• Goal of the exercise:
Pull out each line in the entries below that contains the string "surface", treating uppercase and lowercase letters as different.

Data lines
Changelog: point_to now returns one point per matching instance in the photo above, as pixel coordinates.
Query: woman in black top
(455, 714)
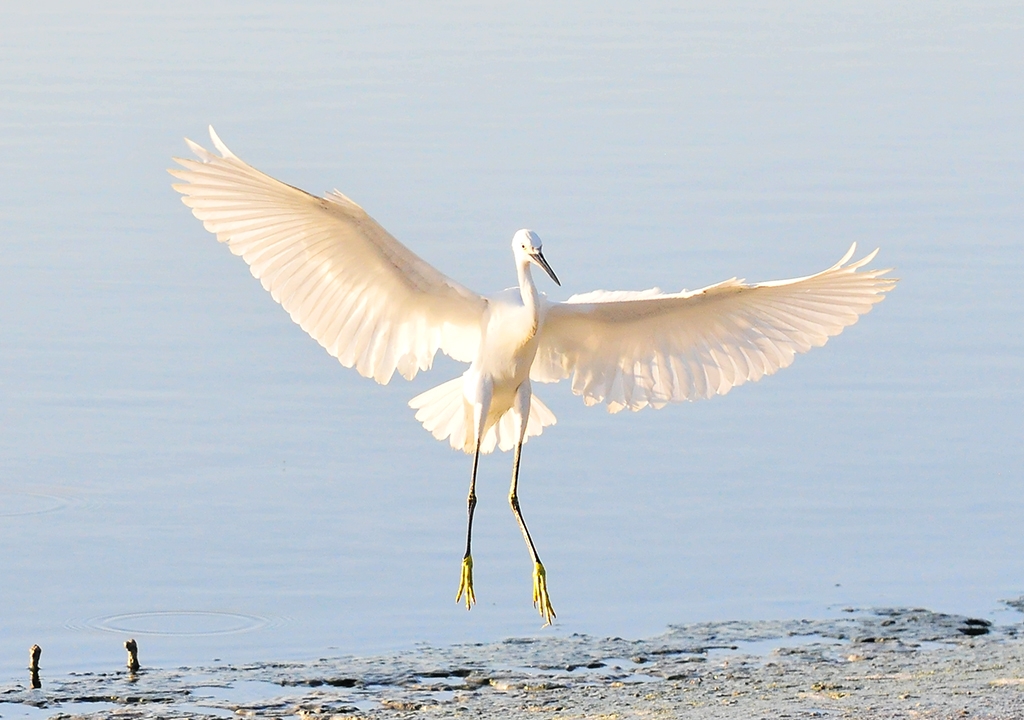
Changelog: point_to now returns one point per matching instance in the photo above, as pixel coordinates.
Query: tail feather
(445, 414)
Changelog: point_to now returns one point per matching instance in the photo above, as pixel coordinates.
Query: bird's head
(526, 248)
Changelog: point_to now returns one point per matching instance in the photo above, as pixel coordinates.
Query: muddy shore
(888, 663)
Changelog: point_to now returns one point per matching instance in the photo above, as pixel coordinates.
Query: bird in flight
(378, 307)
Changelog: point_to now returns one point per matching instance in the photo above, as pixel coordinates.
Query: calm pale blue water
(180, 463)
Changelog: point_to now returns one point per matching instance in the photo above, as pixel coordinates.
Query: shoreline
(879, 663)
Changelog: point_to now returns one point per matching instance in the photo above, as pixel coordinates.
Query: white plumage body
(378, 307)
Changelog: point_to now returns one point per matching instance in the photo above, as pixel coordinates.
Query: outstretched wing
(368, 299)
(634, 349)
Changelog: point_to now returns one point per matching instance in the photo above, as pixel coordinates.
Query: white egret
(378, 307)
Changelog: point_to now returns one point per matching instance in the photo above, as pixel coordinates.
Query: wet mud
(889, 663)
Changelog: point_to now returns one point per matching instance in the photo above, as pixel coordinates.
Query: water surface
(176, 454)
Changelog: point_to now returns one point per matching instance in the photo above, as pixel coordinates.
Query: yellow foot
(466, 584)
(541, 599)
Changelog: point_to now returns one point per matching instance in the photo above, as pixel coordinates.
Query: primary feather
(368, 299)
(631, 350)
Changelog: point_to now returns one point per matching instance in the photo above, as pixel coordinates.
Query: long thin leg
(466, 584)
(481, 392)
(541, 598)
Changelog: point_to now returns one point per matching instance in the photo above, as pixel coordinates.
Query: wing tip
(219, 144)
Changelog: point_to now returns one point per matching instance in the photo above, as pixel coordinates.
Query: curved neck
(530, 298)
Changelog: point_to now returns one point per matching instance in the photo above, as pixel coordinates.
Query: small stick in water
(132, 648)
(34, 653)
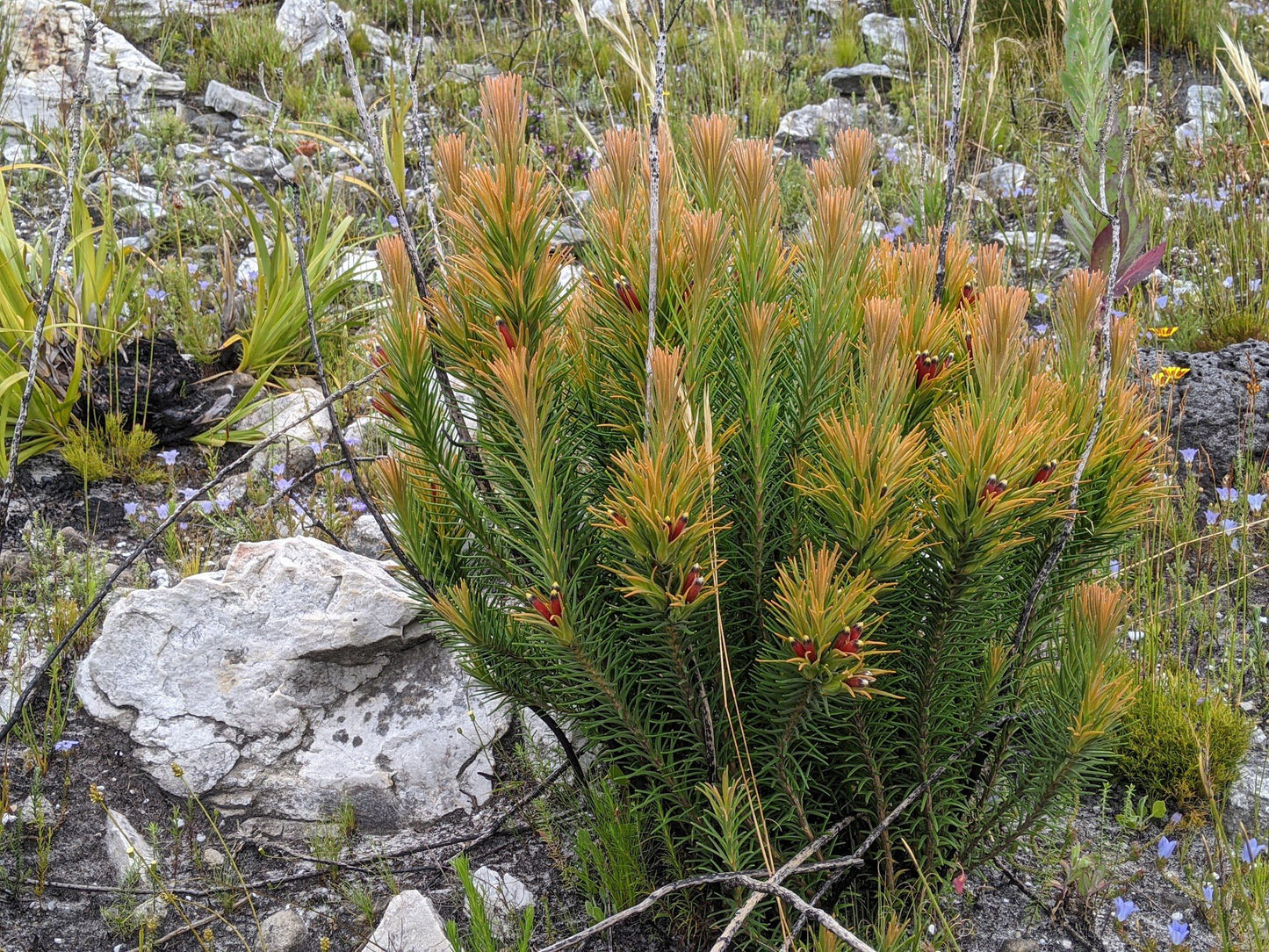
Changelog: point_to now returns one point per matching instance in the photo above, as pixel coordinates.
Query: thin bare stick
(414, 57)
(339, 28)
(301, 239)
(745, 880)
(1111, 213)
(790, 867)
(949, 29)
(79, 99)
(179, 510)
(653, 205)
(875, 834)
--
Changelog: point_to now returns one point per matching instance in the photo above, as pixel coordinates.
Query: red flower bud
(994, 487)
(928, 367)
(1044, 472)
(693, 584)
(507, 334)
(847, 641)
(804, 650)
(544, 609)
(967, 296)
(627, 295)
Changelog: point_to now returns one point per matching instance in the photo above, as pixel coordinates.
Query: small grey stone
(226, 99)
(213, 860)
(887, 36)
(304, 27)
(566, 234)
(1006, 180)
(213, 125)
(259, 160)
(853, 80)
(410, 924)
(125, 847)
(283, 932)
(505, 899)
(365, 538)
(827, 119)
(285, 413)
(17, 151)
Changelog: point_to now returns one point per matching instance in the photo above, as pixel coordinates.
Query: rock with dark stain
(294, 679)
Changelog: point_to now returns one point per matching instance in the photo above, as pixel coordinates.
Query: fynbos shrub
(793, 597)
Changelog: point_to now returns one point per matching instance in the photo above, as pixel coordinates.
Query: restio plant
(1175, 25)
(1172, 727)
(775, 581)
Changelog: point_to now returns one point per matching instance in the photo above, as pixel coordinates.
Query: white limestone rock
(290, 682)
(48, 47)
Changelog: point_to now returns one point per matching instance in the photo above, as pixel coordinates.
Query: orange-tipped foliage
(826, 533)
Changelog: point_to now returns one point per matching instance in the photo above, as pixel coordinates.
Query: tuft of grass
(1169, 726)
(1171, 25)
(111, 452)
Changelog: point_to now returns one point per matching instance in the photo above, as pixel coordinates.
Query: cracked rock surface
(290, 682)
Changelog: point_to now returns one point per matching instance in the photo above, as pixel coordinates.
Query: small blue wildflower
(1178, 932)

• Completed task:
Query: water surface
Query: cracked rock surface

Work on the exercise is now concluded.